What is being asked:
Rewrite the records below, replacing every occurrence of "metal railing" with "steel handrail" and leaving everything else unchanged. Leave the pictures out of your answer.

============================================================

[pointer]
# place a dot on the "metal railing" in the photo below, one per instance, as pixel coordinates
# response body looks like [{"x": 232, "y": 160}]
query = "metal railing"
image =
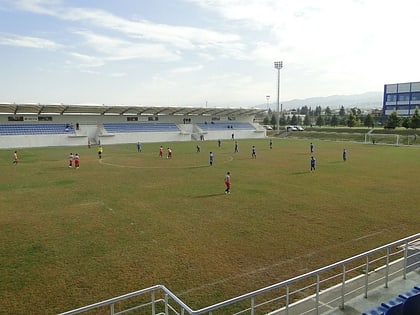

============================================================

Task result:
[pointer]
# place a dot on the "steel handrail" in the photo below, one per instance, as pixel coordinates
# response body looks like [{"x": 232, "y": 160}]
query = "steel handrail"
image =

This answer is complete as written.